Activity
Extract the lines from the first line of the records below through the line containing "Target: white foam line", inclusive, and reproduce them exactly as written.

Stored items

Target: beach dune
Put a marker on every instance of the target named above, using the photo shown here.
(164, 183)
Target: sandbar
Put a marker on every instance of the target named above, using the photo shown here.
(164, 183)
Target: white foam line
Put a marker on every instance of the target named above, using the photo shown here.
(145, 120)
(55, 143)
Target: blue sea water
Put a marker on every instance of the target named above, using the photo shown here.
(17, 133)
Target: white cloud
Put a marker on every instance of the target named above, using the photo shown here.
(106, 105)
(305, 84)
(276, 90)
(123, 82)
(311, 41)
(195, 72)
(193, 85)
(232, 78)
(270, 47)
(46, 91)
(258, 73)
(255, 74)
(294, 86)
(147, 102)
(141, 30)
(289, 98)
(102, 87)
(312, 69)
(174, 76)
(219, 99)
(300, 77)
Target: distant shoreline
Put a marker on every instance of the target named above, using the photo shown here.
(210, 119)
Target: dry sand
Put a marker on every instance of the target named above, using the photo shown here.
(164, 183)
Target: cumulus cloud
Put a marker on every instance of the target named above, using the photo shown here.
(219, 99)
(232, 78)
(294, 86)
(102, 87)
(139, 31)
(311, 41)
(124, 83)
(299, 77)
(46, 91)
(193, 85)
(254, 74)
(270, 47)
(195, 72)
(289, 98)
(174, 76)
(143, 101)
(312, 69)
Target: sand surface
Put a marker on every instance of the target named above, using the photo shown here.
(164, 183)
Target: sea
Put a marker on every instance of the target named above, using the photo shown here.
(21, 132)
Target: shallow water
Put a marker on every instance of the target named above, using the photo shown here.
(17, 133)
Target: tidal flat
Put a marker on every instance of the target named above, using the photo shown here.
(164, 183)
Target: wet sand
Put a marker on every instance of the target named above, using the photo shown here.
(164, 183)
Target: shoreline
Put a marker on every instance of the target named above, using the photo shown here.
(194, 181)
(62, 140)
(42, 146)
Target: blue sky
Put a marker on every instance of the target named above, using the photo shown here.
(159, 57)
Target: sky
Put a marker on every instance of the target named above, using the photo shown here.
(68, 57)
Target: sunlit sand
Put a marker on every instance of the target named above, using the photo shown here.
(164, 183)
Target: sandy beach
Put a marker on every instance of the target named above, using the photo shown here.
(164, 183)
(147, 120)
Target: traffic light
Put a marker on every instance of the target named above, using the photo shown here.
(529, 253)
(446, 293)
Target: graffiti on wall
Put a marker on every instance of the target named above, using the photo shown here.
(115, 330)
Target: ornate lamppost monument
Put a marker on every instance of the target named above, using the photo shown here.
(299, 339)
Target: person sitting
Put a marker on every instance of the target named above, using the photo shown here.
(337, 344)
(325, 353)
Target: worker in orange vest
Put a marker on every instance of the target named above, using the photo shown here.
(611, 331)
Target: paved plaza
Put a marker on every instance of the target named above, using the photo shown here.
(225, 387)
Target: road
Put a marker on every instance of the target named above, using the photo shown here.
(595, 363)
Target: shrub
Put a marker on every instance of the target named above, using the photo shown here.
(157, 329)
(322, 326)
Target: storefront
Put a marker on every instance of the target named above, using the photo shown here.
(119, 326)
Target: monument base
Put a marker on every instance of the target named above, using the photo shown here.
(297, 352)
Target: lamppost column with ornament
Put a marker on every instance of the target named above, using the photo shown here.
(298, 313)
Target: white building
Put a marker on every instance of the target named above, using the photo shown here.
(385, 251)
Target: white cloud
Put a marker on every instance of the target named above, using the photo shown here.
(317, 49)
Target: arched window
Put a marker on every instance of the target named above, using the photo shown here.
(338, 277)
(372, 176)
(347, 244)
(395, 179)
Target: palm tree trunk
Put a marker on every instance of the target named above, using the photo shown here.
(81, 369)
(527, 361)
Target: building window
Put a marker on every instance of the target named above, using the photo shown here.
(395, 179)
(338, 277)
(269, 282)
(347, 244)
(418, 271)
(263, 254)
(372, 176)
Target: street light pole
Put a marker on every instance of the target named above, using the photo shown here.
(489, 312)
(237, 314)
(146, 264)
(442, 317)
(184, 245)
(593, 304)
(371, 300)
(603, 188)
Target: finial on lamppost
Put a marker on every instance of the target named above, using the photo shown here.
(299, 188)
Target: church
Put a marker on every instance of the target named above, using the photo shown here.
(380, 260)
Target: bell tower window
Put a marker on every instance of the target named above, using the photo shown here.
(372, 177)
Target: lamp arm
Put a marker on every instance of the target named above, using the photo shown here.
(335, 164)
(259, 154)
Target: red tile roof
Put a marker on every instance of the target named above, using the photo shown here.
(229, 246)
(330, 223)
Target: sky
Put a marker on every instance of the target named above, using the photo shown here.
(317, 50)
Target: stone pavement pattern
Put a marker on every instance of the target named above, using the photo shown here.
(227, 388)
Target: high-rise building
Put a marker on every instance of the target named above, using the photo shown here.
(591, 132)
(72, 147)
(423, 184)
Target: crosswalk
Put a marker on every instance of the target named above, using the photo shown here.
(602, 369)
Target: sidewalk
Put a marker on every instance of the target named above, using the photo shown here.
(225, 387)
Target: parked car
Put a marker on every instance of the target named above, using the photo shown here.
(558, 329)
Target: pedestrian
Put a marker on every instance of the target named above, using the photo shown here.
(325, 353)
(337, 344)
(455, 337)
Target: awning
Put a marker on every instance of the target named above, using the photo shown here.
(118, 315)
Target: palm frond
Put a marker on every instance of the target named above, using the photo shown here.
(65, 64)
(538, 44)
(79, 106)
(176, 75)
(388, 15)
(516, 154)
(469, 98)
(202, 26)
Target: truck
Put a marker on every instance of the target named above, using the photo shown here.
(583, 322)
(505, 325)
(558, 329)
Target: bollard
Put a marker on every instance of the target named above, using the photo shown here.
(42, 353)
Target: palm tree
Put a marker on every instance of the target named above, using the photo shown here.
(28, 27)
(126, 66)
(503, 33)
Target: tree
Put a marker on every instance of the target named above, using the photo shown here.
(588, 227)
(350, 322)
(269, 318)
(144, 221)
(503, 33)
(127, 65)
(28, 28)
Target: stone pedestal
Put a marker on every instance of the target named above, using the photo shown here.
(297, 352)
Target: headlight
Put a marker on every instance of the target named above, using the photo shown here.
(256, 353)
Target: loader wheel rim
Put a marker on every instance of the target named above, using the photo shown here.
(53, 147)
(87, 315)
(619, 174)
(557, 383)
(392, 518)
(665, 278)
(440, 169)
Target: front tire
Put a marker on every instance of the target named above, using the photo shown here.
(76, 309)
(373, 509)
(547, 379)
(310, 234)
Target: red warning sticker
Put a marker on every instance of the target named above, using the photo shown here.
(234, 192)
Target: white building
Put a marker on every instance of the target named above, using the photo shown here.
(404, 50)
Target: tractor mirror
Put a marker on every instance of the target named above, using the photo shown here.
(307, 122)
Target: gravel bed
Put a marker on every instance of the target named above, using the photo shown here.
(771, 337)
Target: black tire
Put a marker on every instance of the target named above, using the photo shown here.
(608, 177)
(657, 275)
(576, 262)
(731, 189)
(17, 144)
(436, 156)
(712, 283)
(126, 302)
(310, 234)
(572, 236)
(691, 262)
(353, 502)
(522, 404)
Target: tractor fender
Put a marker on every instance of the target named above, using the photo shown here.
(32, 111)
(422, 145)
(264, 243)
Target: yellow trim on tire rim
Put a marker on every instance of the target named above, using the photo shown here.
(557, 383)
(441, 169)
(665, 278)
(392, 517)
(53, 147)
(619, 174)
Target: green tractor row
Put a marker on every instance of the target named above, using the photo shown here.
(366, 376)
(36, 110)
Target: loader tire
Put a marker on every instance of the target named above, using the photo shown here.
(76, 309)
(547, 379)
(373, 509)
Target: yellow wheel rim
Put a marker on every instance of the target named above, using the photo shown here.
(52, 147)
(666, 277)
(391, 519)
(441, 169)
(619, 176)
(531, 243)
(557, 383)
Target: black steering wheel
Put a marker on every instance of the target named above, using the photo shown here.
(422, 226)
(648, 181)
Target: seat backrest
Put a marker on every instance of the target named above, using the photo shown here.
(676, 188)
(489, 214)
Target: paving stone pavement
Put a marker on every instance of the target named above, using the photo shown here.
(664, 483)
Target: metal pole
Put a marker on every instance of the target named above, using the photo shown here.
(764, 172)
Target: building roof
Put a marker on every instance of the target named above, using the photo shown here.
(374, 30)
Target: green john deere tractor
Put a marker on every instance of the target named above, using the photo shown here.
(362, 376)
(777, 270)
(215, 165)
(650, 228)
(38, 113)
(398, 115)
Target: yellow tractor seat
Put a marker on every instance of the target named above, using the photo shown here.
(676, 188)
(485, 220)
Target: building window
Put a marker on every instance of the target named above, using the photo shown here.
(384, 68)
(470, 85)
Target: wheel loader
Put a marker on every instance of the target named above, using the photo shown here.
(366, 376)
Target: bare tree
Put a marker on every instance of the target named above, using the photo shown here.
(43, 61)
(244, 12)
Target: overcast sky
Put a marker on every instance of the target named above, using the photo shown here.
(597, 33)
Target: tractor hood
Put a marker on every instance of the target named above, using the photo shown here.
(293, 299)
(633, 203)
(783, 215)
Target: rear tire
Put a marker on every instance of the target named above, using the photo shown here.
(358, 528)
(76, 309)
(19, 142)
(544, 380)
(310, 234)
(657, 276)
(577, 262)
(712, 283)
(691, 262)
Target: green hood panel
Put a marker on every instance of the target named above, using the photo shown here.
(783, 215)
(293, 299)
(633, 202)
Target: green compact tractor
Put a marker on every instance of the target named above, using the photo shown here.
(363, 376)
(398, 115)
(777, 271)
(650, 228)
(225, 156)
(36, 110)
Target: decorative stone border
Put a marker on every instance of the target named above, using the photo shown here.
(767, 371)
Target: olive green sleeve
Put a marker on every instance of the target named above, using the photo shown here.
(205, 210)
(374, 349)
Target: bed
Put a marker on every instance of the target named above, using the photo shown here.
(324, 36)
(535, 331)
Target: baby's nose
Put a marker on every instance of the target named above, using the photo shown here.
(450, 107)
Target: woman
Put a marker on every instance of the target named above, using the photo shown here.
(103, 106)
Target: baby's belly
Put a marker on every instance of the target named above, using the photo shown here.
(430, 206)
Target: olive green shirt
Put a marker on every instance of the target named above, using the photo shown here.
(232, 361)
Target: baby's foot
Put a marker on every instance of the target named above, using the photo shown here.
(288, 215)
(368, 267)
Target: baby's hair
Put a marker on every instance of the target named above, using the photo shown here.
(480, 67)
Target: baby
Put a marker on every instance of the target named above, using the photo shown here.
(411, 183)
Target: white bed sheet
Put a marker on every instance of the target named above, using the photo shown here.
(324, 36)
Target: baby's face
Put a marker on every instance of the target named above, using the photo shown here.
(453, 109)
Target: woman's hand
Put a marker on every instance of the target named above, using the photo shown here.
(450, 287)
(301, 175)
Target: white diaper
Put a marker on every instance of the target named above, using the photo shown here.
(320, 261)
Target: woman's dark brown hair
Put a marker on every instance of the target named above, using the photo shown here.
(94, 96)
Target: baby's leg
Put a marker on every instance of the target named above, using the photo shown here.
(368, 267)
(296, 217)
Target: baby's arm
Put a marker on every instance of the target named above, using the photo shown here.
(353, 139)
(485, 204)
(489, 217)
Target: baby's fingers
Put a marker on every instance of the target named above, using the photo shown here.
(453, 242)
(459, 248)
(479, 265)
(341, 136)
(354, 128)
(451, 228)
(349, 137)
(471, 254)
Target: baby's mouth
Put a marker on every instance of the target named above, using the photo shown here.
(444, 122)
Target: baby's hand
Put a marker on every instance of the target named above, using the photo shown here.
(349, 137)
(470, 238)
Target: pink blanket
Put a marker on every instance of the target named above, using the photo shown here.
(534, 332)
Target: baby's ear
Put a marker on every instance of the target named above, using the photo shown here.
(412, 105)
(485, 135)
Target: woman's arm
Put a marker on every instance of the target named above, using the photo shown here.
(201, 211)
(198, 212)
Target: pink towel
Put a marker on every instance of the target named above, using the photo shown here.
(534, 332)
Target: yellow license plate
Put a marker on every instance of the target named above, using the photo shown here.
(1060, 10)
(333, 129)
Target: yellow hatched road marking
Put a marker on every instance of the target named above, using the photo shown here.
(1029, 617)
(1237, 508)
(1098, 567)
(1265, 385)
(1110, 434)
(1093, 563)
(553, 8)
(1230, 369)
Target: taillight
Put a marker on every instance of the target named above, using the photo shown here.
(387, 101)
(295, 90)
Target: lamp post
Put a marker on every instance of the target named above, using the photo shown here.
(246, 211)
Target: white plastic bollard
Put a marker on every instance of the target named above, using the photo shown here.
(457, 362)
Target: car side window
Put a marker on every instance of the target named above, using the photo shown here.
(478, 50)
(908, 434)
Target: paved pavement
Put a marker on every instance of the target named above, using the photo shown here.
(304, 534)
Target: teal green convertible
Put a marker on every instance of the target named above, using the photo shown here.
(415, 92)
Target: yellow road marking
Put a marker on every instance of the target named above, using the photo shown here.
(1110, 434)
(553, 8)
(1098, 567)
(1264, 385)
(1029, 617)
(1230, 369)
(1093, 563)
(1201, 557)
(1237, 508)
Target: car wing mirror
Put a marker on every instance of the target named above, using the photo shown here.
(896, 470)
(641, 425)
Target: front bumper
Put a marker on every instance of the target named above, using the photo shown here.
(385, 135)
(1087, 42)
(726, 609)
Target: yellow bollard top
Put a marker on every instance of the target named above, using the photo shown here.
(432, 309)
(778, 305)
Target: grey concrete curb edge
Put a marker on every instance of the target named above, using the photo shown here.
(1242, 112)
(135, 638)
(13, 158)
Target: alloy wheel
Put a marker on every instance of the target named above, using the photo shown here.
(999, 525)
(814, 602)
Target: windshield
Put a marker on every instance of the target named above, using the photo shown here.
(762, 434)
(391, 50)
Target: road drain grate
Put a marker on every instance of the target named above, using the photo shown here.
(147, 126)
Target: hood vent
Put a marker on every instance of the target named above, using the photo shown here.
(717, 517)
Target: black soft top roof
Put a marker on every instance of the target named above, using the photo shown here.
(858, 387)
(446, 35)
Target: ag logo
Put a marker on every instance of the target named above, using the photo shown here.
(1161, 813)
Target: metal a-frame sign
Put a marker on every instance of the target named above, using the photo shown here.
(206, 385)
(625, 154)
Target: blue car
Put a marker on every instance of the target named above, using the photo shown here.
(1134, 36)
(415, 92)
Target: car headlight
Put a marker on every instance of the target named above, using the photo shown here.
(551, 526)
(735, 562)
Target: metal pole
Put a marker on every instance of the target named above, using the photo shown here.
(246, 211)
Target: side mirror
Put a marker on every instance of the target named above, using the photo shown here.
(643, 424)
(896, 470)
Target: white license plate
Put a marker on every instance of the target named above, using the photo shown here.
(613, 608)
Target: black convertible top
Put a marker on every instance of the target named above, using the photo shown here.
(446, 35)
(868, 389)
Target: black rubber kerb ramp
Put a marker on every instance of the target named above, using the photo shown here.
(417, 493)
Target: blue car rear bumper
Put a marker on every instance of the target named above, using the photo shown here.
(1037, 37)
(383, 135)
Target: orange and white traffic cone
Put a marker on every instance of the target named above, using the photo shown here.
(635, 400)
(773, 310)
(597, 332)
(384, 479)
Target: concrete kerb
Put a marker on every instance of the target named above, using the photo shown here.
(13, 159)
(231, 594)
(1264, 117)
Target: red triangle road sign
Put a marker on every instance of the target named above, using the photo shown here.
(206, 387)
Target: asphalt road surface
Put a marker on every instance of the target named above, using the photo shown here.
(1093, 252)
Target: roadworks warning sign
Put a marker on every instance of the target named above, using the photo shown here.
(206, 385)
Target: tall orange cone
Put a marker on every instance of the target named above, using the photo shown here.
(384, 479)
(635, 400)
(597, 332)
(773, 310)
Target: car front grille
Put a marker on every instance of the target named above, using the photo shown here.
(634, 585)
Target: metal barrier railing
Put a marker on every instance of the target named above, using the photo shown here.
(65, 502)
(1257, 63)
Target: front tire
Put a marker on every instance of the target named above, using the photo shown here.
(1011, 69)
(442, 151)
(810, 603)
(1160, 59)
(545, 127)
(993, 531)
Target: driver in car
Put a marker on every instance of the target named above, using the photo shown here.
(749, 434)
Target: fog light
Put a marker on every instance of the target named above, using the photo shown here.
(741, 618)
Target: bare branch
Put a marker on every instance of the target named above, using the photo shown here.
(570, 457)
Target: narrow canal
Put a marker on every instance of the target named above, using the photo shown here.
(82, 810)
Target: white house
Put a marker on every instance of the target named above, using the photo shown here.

Answer section
Target: beach dune
Put a marker on every instance of the target named above, using the photo shown here.
(164, 183)
Target: sandbar
Put a marker on every instance of the target named above, using the photo shown here.
(164, 183)
Target: white foam line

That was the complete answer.